TASK TO CARRY OUT: Print the listing that follows, character for character.

(Items from a dataset)

★ ★ ★ ★ ★

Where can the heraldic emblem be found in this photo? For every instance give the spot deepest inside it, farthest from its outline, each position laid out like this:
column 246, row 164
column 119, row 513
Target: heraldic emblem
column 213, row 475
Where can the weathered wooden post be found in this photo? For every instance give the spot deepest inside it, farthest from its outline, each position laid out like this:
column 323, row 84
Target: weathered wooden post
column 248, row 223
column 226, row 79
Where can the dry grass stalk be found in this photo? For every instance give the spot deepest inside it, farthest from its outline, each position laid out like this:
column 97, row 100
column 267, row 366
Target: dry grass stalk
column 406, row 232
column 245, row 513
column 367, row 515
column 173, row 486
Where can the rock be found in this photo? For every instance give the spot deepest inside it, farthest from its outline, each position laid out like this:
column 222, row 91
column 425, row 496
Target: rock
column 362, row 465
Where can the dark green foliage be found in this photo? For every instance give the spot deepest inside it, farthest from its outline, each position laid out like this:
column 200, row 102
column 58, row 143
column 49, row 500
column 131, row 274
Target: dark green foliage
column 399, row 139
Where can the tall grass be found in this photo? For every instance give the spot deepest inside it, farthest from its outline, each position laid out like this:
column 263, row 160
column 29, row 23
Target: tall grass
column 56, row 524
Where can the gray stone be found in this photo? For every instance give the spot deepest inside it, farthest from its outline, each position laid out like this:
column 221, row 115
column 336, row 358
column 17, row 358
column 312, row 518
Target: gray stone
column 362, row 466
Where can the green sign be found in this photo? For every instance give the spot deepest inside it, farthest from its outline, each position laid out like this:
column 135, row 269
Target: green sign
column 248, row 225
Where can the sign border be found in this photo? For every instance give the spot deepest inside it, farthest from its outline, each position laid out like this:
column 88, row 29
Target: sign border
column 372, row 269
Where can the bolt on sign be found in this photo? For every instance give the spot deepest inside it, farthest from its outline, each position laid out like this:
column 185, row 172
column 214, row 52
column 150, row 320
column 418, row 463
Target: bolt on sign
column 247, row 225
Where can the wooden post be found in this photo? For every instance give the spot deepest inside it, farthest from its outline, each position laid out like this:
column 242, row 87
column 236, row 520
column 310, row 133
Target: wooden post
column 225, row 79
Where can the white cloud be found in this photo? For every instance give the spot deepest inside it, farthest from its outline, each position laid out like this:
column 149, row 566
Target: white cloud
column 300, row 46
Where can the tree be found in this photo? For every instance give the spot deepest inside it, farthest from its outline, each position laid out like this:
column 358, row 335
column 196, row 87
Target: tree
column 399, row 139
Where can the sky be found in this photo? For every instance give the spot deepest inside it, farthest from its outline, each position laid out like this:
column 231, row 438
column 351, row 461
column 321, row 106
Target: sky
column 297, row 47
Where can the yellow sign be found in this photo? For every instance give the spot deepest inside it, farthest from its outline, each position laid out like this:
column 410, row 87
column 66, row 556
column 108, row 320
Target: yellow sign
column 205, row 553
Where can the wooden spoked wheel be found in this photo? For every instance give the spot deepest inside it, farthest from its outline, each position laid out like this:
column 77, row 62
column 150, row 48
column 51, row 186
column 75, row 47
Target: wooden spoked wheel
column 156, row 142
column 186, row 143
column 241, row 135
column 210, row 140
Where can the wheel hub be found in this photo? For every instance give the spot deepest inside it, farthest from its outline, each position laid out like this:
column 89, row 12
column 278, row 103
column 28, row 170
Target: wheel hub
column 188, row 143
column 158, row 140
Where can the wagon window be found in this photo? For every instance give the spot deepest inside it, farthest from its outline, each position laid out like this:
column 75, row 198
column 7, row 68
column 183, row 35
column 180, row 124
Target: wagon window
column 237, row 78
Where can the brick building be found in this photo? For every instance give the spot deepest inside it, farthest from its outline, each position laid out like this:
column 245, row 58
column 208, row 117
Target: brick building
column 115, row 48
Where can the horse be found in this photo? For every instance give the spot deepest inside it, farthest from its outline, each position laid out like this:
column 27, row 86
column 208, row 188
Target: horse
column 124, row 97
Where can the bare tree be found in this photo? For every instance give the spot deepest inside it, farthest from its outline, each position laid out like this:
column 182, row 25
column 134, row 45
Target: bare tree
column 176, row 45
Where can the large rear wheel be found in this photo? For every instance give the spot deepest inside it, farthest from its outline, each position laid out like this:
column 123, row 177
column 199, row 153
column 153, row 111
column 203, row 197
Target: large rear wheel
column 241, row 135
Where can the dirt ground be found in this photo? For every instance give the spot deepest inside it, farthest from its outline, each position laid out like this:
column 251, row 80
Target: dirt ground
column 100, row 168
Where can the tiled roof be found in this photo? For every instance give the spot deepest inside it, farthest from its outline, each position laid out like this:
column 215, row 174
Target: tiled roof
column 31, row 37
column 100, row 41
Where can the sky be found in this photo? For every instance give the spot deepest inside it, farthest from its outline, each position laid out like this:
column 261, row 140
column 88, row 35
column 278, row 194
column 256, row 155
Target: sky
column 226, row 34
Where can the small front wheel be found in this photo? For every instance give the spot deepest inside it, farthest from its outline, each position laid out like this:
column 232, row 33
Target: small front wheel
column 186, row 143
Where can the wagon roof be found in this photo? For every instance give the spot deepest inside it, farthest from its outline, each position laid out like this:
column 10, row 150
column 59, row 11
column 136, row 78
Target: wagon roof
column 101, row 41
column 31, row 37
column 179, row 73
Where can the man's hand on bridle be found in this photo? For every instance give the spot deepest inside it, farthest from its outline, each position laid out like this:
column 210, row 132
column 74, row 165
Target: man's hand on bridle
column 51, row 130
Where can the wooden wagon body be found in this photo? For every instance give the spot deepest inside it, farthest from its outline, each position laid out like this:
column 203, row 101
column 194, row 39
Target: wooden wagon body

★ ★ ★ ★ ★

FINAL RESULT:
Where can the heraldic emblem be found in this photo? For every instance give the spot deepest inside it, farthest from its outline, each position laid out like this:
column 246, row 164
column 119, row 513
Target: heraldic emblem
column 213, row 475
Where can the weathered wooden post be found in this photo? For every instance give the spot deepest inside it, farthest from its outline, each position laid out like this:
column 323, row 84
Target: weathered wooden post
column 248, row 223
column 226, row 79
Where can the dry grass stalk be found in this photo? For every instance give the spot deepest inside it, farthest from its outline, each position laid out like this:
column 97, row 100
column 267, row 366
Target: dry grass stalk
column 406, row 232
column 245, row 513
column 367, row 515
column 173, row 486
Where can the rock be found in this photo? For every instance give the spot deepest inside it, farthest from its outline, each position laid out like this:
column 222, row 91
column 425, row 496
Target: rock
column 362, row 465
Where can the dark green foliage be found in this photo? For every instance give the spot deepest inside it, farthest from its outline, each position laid out like this:
column 200, row 102
column 58, row 143
column 49, row 500
column 131, row 274
Target: dark green foliage
column 399, row 139
Where can the tall grass be found in this photo? For every instance give the spot deepest inside it, farthest from its outline, each position laid out like this:
column 263, row 160
column 29, row 23
Target: tall grass
column 56, row 524
Where can the gray stone be found in this photo? For every instance give the spot deepest inside it, farthest from its outline, each position laid out like this:
column 221, row 115
column 336, row 358
column 17, row 358
column 312, row 518
Target: gray stone
column 362, row 466
Where can the green sign be found in this photo? For every instance give the spot deepest inside it, farthest from its outline, each position laid out like this:
column 135, row 269
Target: green sign
column 248, row 225
Where can the sign border be found in this photo? For every instance give the spot deepest inside it, farthest from its outline, each position laid out like this:
column 88, row 29
Target: sign border
column 372, row 269
Where can the bolt on sign be found in this photo? For every instance give the spot deepest inside it, farthest from its outline, each position laid out like this:
column 185, row 172
column 214, row 52
column 150, row 320
column 418, row 463
Target: bolt on sign
column 247, row 225
Where can the wooden post be found in this photo? For every instance give the spot deepest inside it, farthest from its outline, each position laid out like this:
column 242, row 87
column 236, row 520
column 310, row 133
Target: wooden post
column 225, row 79
Where can the white cloud be found in this photo? For every instance give the spot deepest inside it, farthest from its outline, each position laid out like this:
column 149, row 566
Target: white cloud
column 300, row 46
Where can the tree be found in this photo? For every instance give the spot deepest inside it, farthest from its outline, each position laid out like this:
column 358, row 335
column 196, row 87
Target: tree
column 399, row 139
Where can the sky be found in this photo? For every instance give the spot deepest inside it, farthest from its outline, each position laid out like this:
column 231, row 438
column 351, row 461
column 321, row 106
Target: sky
column 297, row 47
Where can the yellow sign be found in this photo? For every instance give the spot deepest inside it, farthest from its outline, each position laid out like this:
column 410, row 87
column 66, row 556
column 108, row 320
Target: yellow sign
column 205, row 553
Where can the wooden spoked wheel be found in this photo? For every instance give the spot deepest inside it, farthest from its outline, each position laid out like this:
column 77, row 62
column 150, row 48
column 51, row 186
column 75, row 47
Target: wooden spoked wheel
column 156, row 142
column 186, row 143
column 241, row 135
column 210, row 140
Where can the wheel hub be found in this photo? For every instance give the spot deepest inside it, farthest from its outline, each position laid out like this:
column 89, row 12
column 278, row 103
column 28, row 170
Target: wheel hub
column 188, row 143
column 158, row 140
Where can the wagon window be found in this photo? For every instance give the spot deepest inside it, farthest from its outline, each position laid out like this:
column 75, row 198
column 7, row 68
column 183, row 35
column 180, row 124
Target: wagon window
column 237, row 78
Where can the brick building be found in this photo? For every instance give the spot deepest inside it, farthest from its outline, each position laid out like this:
column 245, row 58
column 208, row 117
Target: brick building
column 115, row 48
Where can the horse be found in this photo? For every instance give the spot deepest inside it, farthest from its outline, each position laid out like this:
column 27, row 86
column 208, row 188
Target: horse
column 124, row 97
Where can the bare tree be found in this photo? For every instance give the spot deepest inside it, farthest from its outline, each position laid out like this:
column 182, row 25
column 134, row 45
Target: bare tree
column 176, row 45
Where can the large rear wheel be found in this photo? For every instance give the spot deepest inside it, farthest from its outline, each position laid out like this:
column 123, row 177
column 199, row 153
column 153, row 111
column 203, row 197
Target: large rear wheel
column 241, row 135
Where can the dirt ground be found in this photo? For every instance give the spot deepest inside it, farthest from its outline, each position laid out like this:
column 251, row 80
Target: dirt ground
column 100, row 168
Where can the tiled roof be found in this photo? For every instance give the spot deepest inside it, farthest from its outline, each position laid out like this:
column 215, row 174
Target: tiled roof
column 31, row 37
column 100, row 41
Where can the sky be found in this photo? For every instance give the spot deepest inside it, farthest from its outline, each position laid out like this:
column 261, row 140
column 88, row 35
column 278, row 194
column 256, row 155
Target: sky
column 226, row 34
Where can the small front wheel be found in this photo? For every instance give the spot deepest inside it, farthest from its outline, each position laid out like this:
column 232, row 33
Target: small front wheel
column 186, row 143
Where can the wagon roof be found in this photo? For every instance give the spot deepest inside it, farthest from its outline, each position laid out like this:
column 10, row 150
column 59, row 11
column 136, row 78
Target: wagon roof
column 101, row 41
column 31, row 37
column 179, row 73
Where can the man's hand on bridle be found in this photo? For every instance give the spot deepest inside it, farthest from its outline, each position laid out like this:
column 210, row 132
column 74, row 165
Target: man's hand on bridle
column 51, row 130
Where can the wooden wagon body be found in this photo? For every instance give the spot deepest inside it, farthest from its outline, each position laid out like this:
column 203, row 101
column 194, row 39
Target: wooden wagon body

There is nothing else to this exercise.